-- SOURCE PASSAGE follows --

The original rationale for peer review statutes was that doctors needed to be free to criticize other doctors in order to improve the quality of medical care, and that they would not speak freely if they knew that their comments might become known to others.  Translation: we’d much rather lie to patients than criticize another doctor in public.  (Does anyone see a problem with this?)  What they really mean is that they don’t want some patient’s lawyer coming along and figuring out what went wrong.  But what’s lost in the dust-up between the doctors and the lawyers is… the patient.

It’s bad enough that no other profession or industry or governmental body gets to hide behind the veil of secrecy that has been created for doctors in virtually every state in the country.  Imagine, if you will, if a product manufacturer who had received complaints of injuries and death from consumers, came out and said, “We had an internal meeting.  We figured out what went wrong, why people got sick and died.  But we’re not going to tell anyone what we found.”  That’s bad enough.  But to add insult to injury, so to speak, the rationale is that doctors won’t tell the truth if someone might find out what they said.

Late last year, Massachusetts enacted a “Disclosure and Apology” statute, which  is supposed to encourage health  care providers to tell patients when a mistake has been made.  It’s a great idea, but as long as doctors know that the truth can never be forced out of them, I think it’s unlikely to do much to dispel the culture of secrecy that surrounds the medical profession.


Examining the “Risk” of Malpractice

risk_factorA common defense lawyer’s explanation for a bad outcome is that what happened is “a risk of the procedure.”  But what does that really mean?  And what does it mean for a patient who suffers one of the known complications of a procedure or surgery?

As used by defense lawyers, “risk of the procedure” tries to convince a jury that the health care provider wasn’t negligent, that what happened was unvoidable, and happened despite appropriate actions by the provider.  But the explanation that a bad outcome was “a risk of the procedure” doesn’t answer the real question in a malpractice case, which is “Was the doctor negligent?”  Sometimes, there is a bad outcome even though the doctor did everything in a completely appropriate manner.  But sometimes, the bad outcome was the result of bad medical practice.  And that’s the definition of malpractice.

A good example of the difference comes from a case we handled recently.  A man had developed fluid around his heart and needed a procedure known as pericardiocentesis, where a needle is inserted into the space around the heart to drain out the fluid.  As you might imagine, any time a needle is in close proximity to the heart, there is a potential for injury,  So, one might say, injury to the heart is a known risk or complication of pericardiocentesis.

But if that injury occurs, it may or may not be due to negligence.  In our case, two important facts led us to conclude that the man’s death from injury to his heart was due to negligence, and was not  just an unavoidable complication.  First, although there are imaging techniques that are commonly used to allow the doctor to see the needle’s progress in real time, the doctor in our case chose not to use them.  He did the procedure “blind.”  And worse, when the heart monitor showed abnormalities indicating that the needle was touching the heart, the doctor did not stop the procedure.  Instead, he pushed on, puncturing the heart and causing the man’s rapid death.

-- SOURCE PASSAGE concluded --
-- DATASET follows --

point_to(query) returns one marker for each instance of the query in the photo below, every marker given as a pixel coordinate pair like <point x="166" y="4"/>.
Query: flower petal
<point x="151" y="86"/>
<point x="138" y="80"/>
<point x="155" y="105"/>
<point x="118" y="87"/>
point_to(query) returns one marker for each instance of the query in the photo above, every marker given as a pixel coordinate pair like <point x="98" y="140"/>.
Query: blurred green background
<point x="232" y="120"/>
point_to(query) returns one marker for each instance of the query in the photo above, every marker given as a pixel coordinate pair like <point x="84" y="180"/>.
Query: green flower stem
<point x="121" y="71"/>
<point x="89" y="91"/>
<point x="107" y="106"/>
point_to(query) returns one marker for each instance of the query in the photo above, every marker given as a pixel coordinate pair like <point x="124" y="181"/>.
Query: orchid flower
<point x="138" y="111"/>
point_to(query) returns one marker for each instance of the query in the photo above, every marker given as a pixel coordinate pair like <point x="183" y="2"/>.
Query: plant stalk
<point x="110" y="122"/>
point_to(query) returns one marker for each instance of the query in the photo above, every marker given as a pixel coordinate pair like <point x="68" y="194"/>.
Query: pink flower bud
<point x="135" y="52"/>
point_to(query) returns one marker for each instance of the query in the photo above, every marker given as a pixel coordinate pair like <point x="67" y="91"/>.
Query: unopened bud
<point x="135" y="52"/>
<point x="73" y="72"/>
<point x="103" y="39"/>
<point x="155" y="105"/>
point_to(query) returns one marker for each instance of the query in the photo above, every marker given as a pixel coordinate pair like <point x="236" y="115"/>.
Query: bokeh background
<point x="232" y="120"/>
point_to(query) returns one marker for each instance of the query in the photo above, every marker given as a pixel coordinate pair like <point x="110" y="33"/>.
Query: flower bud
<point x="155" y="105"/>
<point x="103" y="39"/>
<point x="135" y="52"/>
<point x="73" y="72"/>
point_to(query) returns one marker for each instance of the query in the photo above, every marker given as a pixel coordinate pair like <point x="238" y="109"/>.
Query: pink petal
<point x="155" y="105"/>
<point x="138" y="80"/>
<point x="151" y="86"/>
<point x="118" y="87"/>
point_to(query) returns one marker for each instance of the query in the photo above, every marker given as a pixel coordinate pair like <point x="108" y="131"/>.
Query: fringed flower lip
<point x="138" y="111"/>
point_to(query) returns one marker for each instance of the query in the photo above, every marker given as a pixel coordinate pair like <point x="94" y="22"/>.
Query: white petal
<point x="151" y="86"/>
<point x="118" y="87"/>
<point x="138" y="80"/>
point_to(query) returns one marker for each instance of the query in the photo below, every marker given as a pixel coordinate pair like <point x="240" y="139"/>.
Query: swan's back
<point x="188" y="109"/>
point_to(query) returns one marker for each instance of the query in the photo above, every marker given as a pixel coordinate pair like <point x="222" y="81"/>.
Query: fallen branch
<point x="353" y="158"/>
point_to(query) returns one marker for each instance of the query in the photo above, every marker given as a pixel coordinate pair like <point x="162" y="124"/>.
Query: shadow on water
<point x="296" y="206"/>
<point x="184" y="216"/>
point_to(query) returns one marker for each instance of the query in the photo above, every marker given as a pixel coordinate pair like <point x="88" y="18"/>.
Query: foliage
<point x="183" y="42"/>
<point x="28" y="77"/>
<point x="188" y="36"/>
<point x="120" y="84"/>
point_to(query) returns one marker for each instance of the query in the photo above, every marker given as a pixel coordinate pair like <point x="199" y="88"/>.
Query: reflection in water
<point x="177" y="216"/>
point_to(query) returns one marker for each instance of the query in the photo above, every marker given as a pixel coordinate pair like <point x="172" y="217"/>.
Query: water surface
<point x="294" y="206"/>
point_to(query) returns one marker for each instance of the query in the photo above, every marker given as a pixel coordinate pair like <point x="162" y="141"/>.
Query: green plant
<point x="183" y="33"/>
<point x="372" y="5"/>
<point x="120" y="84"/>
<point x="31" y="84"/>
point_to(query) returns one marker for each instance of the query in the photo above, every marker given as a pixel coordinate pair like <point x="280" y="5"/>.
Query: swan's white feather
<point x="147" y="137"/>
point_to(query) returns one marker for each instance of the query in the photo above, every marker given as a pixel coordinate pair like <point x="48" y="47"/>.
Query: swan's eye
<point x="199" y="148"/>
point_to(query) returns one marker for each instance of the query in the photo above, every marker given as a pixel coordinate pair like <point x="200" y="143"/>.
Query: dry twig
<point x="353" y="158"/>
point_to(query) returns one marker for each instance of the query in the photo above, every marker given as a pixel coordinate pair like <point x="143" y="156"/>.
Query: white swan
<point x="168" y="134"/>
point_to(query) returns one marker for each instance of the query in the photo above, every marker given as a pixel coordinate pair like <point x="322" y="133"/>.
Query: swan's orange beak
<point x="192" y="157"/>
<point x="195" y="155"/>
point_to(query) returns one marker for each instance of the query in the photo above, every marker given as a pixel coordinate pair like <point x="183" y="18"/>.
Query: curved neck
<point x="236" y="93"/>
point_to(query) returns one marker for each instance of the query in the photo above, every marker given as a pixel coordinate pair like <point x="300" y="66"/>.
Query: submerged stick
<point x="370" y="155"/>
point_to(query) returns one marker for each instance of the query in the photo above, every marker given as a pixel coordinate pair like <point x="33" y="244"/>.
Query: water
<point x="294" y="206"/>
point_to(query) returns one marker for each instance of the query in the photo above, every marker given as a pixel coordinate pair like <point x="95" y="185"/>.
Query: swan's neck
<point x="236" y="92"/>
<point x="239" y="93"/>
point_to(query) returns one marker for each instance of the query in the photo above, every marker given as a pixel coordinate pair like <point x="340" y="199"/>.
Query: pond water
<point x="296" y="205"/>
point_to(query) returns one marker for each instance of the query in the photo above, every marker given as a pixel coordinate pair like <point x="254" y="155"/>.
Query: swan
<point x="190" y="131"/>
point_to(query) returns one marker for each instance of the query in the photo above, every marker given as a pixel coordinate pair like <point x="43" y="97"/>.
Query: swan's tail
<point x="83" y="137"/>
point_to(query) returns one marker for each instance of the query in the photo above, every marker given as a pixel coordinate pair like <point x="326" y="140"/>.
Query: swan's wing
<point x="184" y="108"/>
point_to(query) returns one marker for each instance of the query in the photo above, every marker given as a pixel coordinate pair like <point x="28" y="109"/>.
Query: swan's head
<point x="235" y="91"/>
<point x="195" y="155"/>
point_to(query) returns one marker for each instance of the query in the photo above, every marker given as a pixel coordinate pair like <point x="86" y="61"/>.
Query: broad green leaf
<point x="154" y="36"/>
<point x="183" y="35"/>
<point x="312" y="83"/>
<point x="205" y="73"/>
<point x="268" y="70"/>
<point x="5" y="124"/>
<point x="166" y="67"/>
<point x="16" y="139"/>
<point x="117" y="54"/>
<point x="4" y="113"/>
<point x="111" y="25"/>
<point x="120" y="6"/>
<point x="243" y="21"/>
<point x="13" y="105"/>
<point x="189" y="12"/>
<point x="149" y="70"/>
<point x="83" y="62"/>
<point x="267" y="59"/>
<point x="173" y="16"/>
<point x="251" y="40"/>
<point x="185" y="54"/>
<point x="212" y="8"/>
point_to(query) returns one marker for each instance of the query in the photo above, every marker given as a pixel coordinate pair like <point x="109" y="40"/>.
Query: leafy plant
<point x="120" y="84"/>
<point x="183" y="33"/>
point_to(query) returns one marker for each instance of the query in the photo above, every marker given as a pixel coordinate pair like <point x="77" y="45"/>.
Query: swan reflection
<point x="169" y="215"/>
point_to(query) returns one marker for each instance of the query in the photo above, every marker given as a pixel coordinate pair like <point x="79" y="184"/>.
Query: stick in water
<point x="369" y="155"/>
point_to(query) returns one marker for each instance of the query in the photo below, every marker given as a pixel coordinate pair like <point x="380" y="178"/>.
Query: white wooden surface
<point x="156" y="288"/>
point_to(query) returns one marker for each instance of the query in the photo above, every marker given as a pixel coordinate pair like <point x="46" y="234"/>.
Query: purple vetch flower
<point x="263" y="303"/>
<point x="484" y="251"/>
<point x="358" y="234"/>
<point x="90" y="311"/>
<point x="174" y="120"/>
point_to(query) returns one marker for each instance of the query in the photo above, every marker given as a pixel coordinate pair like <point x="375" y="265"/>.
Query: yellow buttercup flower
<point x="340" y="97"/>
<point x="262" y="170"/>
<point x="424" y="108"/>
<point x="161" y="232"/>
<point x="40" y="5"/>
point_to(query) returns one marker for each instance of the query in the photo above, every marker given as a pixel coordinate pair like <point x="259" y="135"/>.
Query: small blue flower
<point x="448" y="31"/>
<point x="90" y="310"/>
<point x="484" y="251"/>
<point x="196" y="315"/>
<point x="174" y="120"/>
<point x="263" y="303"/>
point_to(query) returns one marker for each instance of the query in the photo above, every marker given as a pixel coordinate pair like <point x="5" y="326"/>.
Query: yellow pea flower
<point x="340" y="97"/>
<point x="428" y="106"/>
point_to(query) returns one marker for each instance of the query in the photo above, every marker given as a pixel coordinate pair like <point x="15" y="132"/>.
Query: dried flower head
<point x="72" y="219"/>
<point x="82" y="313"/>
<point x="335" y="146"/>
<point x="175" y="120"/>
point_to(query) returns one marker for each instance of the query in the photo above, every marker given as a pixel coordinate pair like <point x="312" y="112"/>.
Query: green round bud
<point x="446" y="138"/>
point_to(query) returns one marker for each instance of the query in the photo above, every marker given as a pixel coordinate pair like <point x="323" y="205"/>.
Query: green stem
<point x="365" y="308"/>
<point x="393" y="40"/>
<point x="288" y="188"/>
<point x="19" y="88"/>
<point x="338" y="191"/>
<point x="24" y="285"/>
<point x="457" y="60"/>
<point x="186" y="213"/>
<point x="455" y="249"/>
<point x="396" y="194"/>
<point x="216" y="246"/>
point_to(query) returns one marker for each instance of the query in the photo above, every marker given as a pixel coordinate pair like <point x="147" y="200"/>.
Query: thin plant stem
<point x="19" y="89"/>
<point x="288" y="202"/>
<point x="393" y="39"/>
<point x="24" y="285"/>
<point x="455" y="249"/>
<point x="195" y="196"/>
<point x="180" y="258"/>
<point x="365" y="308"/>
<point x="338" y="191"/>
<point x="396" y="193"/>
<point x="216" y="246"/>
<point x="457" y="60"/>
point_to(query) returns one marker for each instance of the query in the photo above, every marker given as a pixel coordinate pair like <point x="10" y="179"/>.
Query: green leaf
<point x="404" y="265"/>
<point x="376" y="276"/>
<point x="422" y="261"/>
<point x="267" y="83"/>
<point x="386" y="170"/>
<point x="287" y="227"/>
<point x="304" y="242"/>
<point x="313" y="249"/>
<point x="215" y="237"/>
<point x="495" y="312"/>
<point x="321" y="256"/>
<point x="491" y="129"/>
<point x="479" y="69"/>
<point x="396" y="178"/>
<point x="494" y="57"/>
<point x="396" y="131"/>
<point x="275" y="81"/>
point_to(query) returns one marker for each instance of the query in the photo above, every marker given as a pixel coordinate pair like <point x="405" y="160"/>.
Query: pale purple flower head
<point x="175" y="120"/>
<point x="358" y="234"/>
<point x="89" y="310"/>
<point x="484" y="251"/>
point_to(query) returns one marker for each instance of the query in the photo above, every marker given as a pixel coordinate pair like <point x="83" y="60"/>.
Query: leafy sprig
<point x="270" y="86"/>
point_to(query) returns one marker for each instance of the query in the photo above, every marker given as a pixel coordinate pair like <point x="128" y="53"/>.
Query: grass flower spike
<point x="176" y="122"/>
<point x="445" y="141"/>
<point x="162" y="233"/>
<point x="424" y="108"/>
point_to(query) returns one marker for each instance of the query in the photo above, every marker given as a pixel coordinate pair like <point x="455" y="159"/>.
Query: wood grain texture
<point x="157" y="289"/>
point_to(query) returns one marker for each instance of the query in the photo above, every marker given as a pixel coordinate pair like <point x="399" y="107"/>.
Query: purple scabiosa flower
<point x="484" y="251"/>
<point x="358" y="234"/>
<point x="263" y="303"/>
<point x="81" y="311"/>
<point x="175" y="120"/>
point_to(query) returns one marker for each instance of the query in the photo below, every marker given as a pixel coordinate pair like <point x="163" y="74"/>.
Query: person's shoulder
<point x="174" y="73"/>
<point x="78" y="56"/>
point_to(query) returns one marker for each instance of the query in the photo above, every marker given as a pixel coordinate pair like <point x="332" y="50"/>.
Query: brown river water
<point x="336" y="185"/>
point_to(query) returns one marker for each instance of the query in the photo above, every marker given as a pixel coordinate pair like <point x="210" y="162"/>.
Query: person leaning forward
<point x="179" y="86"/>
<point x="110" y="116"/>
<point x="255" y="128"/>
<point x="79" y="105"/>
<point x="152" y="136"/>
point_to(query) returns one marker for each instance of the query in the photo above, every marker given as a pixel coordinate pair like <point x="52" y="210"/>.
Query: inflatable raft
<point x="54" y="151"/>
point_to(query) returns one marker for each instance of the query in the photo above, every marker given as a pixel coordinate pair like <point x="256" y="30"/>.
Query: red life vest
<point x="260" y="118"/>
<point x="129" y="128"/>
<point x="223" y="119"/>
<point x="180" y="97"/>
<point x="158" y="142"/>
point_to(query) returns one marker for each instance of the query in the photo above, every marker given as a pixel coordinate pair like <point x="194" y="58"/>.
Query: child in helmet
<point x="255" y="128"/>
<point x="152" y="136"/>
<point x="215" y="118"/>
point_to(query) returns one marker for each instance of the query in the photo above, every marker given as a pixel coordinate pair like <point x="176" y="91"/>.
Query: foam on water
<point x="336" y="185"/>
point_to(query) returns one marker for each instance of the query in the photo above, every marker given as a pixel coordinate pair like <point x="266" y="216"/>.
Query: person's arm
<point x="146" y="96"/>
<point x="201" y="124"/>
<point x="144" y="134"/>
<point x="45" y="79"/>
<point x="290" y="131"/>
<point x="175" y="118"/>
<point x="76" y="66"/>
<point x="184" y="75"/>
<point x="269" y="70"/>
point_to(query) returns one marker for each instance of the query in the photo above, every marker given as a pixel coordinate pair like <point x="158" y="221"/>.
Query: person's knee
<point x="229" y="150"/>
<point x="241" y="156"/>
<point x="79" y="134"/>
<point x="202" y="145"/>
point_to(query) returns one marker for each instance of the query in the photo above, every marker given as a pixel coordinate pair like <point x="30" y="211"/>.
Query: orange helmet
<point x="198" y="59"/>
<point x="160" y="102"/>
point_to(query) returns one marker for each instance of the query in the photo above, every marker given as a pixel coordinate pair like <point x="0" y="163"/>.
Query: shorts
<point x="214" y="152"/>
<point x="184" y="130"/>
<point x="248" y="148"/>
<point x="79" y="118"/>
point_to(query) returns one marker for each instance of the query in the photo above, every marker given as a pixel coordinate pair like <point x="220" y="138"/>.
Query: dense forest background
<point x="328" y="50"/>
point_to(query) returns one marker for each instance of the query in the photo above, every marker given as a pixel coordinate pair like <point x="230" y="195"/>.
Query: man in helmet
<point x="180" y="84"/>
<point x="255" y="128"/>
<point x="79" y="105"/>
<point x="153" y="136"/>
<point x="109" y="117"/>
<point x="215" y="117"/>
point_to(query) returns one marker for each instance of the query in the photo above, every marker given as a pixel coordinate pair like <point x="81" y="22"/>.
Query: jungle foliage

-- DATASET concluded --

» **WORK INSTRUCTIONS**
a - Rewrite the paragraph of the malpractice text that begins "As used by defense lawyers" as a short bulleted list that keeps its main facts.
b - Pick up the malpractice text after its last sentence and write the paragraph that follows.

» **RESULTS FOR EACH TASK**
a -
- Defense lawyers use "risk of the procedure" to persuade a jury that the provider wasn't negligent, that the outcome couldn't have been avoided, and that it happened even though the provider acted appropriately.
- That explanation doesn't answer the real question in a malpractice case: was the doctor negligent?
- Sometimes a bad outcome happens even when the doctor did everything appropriately.
- Sometimes the bad outcome results from bad medical practice, which is the definition of malpractice.

b -
The defense in this case urged the jury to conclude that what happened was “a risk of the procedure”–just bad luck, really, and that the doctors had done nothing wrong.  However, we were able to show that when something is a known risk, it’s even more important for the doctors to try to prevent that risk from occurring.  And that makes sense.  If you know the driveway is slippery and you might fall–you take precautions.  Maybe you spread salt on the pavement.  Maybe you walk more carefully.  Likewise, if a doctor is doing something that has a risk of harm, the negligence may be in not taking appropriate steps to prevent that harm.

This idea of taking appropriate precautions ties into the concept of informed consent.  When a patient gives informed consent, he acknowledges that he is aware that some risk is involved, even if everything is done perfectly–and he accepts that risk.  But that patient still has the right to expect the doctor to take every reasonable precaution to minimize or prevent that risk.  Put another way, the patient does not consent to malpractice, nor does he give up his right to bring a claim if the doctor is negligent in causing the injury.

This distinction, between an injury that occurs despite proper care by the doctor, and an injury that is caused by negligence, is important when evaluating a case where the injury is a “known risk” of the procedure.  That doesn’t end the inquiry–the crucial question is whether that “risk” should have been anticipated and prevented.  If so, there may be a valid malpractice claim.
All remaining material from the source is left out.